:: PROVIDED PASSAGE ::
────────

"Russians" is a song by Sting, from his debut solo album, The Dream of the Blue Turtles, released in June 1985, and released as a single in November. The song is a commentary and plea that criticises the then-dominant Cold War foreign policy and doctrine of mutual assured destruction (MAD) by the United States and the then existing Soviet Union.

Background
In 2010, Sting explained that the song was inspired by watching Soviet TV via inventor Ken Schaffer's satellite receiver at Columbia University:

I had a friend at university who invented a way to steal the satellite signal from Russian TV. We'd have a few beers and climb this tiny staircase to watch Russian television... At that time of night we'd only get children's Russian television, like their "Sesame Street". I was impressed with the care and attention they gave to their children's programmes. I regret our current enemies haven't got the same ethics.

Sting performed the song at the 1986 Grammy Awards.  His performance of the song was released on the 1994 album Grammy's Greatest Moments Volume 1.

Music video
The accompanying music video for the single was directed by Jean-Baptiste Mondino, and was shot in a similar black-and-white, French New Wave-influenced style to his previous video for Don Henley's "The Boys of Summer". The video also prominently featured child actor Felix Howard, who was later featured Mondino's promotional video for Madonna's "Open Your Heart" in 1986.

────────

:: INFORMATION PROVIDED ::
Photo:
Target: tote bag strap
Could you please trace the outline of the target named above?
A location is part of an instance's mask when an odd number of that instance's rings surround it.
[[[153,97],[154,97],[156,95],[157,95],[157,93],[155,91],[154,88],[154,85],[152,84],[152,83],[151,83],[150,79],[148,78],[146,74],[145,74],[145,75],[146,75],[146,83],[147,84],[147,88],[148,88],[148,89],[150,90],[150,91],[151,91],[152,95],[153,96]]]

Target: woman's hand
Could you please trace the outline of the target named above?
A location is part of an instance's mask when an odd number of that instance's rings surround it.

────────

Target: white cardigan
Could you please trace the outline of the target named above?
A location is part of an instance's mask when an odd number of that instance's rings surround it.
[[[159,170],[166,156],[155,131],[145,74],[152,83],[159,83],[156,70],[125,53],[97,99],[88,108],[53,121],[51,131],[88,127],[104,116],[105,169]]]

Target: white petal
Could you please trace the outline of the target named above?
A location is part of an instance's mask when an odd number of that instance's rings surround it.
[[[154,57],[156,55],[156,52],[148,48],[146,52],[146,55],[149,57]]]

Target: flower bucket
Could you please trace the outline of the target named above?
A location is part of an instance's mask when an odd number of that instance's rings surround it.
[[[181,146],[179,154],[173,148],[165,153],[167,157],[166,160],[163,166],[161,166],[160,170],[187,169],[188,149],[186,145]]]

────────

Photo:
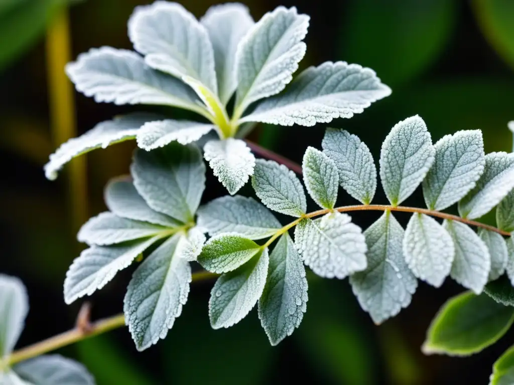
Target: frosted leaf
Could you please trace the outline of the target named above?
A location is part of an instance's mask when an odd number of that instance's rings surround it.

────────

:: TASKS AND EXERCISES ::
[A] Reproduce the part of the "Russians" passage starting at "I had a friend" and ending at "Moments Volume 1.".
[B] According to the passage on the song "Russians," who directed the music video for the single?

:: REPLIES ::
[A]
I had a friend at university who invented a way to steal the satellite signal from Russian TV. We'd have a few beers and climb this tiny staircase to watch Russian television... At that time of night we'd only get children's Russian television, like their "Sesame Street". I was impressed with the care and attention they gave to their children's programmes. I regret our current enemies haven't got the same ethics.

Sting performed the song at the 1986 Grammy Awards.  His performance of the song was released on the 1994 album Grammy's Greatest Moments Volume 1.

[B] Jean-Baptiste Mondino